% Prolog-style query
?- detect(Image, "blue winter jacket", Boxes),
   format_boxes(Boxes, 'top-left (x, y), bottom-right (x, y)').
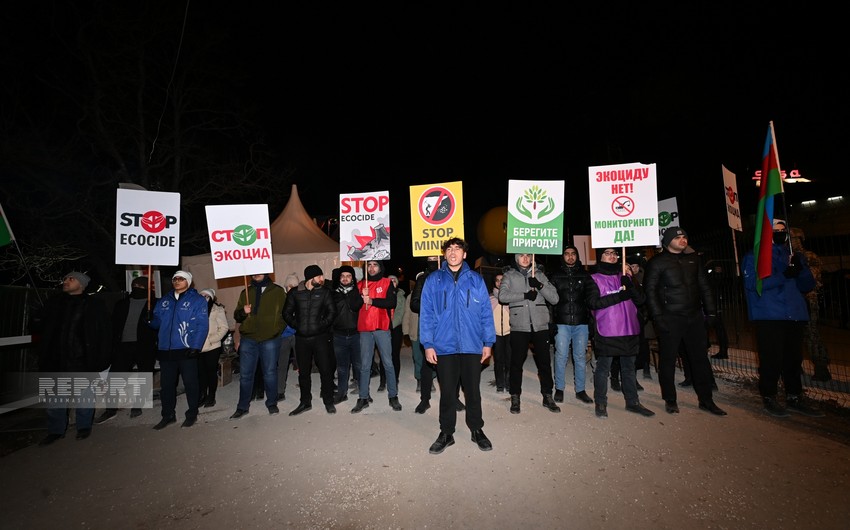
top-left (150, 288), bottom-right (210, 351)
top-left (419, 262), bottom-right (496, 355)
top-left (741, 244), bottom-right (815, 322)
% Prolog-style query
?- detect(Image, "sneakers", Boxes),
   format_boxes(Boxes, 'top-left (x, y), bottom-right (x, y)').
top-left (351, 398), bottom-right (369, 414)
top-left (543, 394), bottom-right (561, 412)
top-left (572, 390), bottom-right (593, 403)
top-left (94, 409), bottom-right (118, 425)
top-left (153, 416), bottom-right (177, 431)
top-left (472, 429), bottom-right (493, 451)
top-left (626, 403), bottom-right (655, 418)
top-left (763, 397), bottom-right (790, 418)
top-left (595, 401), bottom-right (608, 418)
top-left (428, 432), bottom-right (454, 455)
top-left (785, 396), bottom-right (826, 418)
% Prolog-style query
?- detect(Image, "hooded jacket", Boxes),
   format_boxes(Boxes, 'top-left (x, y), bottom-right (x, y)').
top-left (491, 255), bottom-right (558, 332)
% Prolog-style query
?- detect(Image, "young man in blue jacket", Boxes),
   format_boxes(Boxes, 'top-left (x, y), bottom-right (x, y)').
top-left (741, 219), bottom-right (823, 418)
top-left (150, 271), bottom-right (210, 430)
top-left (419, 237), bottom-right (496, 454)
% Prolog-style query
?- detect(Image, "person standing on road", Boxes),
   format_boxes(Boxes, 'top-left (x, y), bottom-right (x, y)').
top-left (741, 219), bottom-right (824, 418)
top-left (419, 237), bottom-right (496, 454)
top-left (644, 227), bottom-right (726, 416)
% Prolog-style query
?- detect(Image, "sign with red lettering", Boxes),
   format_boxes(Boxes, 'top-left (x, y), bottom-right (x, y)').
top-left (206, 204), bottom-right (274, 279)
top-left (339, 191), bottom-right (390, 261)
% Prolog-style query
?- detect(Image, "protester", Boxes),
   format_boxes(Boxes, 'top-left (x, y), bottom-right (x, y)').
top-left (230, 274), bottom-right (286, 420)
top-left (419, 237), bottom-right (496, 454)
top-left (499, 254), bottom-right (561, 414)
top-left (35, 271), bottom-right (111, 446)
top-left (150, 271), bottom-right (209, 430)
top-left (644, 227), bottom-right (726, 416)
top-left (95, 276), bottom-right (156, 425)
top-left (550, 245), bottom-right (593, 403)
top-left (741, 219), bottom-right (824, 418)
top-left (351, 260), bottom-right (401, 414)
top-left (587, 247), bottom-right (655, 418)
top-left (283, 265), bottom-right (336, 416)
top-left (198, 288), bottom-right (230, 408)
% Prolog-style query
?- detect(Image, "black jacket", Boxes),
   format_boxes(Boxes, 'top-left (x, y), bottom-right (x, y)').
top-left (549, 260), bottom-right (593, 326)
top-left (643, 251), bottom-right (717, 320)
top-left (283, 285), bottom-right (336, 337)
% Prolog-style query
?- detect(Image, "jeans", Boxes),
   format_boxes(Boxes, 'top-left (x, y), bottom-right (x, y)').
top-left (359, 330), bottom-right (398, 399)
top-left (236, 336), bottom-right (282, 410)
top-left (555, 324), bottom-right (587, 393)
top-left (334, 333), bottom-right (360, 396)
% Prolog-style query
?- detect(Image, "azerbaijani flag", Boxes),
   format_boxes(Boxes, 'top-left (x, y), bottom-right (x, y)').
top-left (0, 204), bottom-right (15, 247)
top-left (753, 122), bottom-right (785, 296)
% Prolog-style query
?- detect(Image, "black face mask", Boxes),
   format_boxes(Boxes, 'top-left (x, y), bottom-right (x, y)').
top-left (130, 287), bottom-right (148, 300)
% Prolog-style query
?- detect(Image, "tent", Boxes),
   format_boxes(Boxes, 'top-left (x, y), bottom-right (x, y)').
top-left (181, 184), bottom-right (340, 328)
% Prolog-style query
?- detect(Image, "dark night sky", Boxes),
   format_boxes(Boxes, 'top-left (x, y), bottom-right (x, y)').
top-left (3, 0), bottom-right (848, 272)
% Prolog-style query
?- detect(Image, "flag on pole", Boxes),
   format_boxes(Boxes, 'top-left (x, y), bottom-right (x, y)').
top-left (753, 122), bottom-right (785, 296)
top-left (0, 204), bottom-right (15, 247)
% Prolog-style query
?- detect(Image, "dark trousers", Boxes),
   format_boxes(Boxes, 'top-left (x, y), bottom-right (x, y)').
top-left (506, 329), bottom-right (555, 396)
top-left (295, 333), bottom-right (336, 405)
top-left (755, 320), bottom-right (806, 397)
top-left (159, 352), bottom-right (199, 418)
top-left (493, 334), bottom-right (511, 388)
top-left (434, 353), bottom-right (484, 434)
top-left (198, 348), bottom-right (221, 400)
top-left (657, 313), bottom-right (714, 402)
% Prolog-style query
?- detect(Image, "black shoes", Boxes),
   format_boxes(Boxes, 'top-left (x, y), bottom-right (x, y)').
top-left (289, 403), bottom-right (313, 416)
top-left (153, 416), bottom-right (177, 431)
top-left (414, 399), bottom-right (431, 414)
top-left (699, 401), bottom-right (726, 416)
top-left (543, 394), bottom-right (561, 412)
top-left (428, 432), bottom-right (454, 455)
top-left (626, 403), bottom-right (655, 418)
top-left (94, 409), bottom-right (118, 425)
top-left (472, 429), bottom-right (493, 451)
top-left (351, 398), bottom-right (369, 414)
top-left (230, 409), bottom-right (248, 420)
top-left (572, 390), bottom-right (593, 403)
top-left (38, 434), bottom-right (65, 447)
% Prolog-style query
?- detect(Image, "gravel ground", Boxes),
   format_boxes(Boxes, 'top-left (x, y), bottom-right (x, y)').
top-left (0, 348), bottom-right (850, 530)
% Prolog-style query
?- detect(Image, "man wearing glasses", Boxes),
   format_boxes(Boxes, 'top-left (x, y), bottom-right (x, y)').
top-left (150, 271), bottom-right (209, 430)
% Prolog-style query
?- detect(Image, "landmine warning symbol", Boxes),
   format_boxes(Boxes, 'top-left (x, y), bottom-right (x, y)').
top-left (611, 195), bottom-right (635, 217)
top-left (419, 187), bottom-right (457, 225)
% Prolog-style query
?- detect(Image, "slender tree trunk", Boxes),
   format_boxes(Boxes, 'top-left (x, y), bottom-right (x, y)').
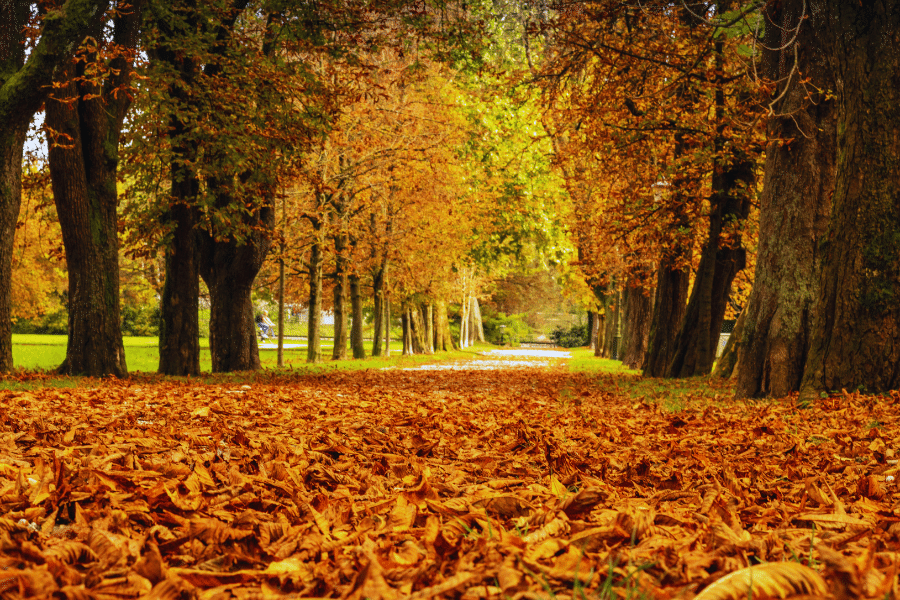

————

Rewrite the entries above as a numbered list, from the first line through the line with "top-left (491, 255), bottom-right (558, 332)", including both. Leave out blank lines and pictures.

1. % Prolog-style query
2. ?- detect(Image, "blue winter jacket", Boxes),
3.    format_boxes(Boxes, 'top-left (x, y), bottom-right (x, y)').
4. top-left (150, 288), bottom-right (210, 351)
5. top-left (419, 262), bottom-right (496, 355)
6. top-left (741, 244), bottom-right (815, 322)
7. % Prolog-style query
8. ?- detect(Image, "sneakers", Boxes),
9.    format_boxes(Boxes, 'top-left (x, y), bottom-right (x, y)').
10. top-left (351, 398), bottom-right (369, 414)
11. top-left (543, 394), bottom-right (561, 412)
12. top-left (572, 390), bottom-right (593, 403)
13. top-left (94, 409), bottom-right (118, 425)
14. top-left (153, 416), bottom-right (177, 431)
15. top-left (472, 429), bottom-right (493, 451)
16. top-left (626, 403), bottom-right (655, 418)
17. top-left (763, 397), bottom-right (790, 418)
18. top-left (595, 401), bottom-right (608, 418)
19. top-left (428, 432), bottom-right (454, 455)
20. top-left (785, 396), bottom-right (826, 418)
21. % Prolog-style query
22. ?- detect(Image, "hooded jacket", Boxes),
23.    format_boxes(Boxes, 'top-left (x, y), bottom-right (x, y)').
24. top-left (491, 255), bottom-right (558, 332)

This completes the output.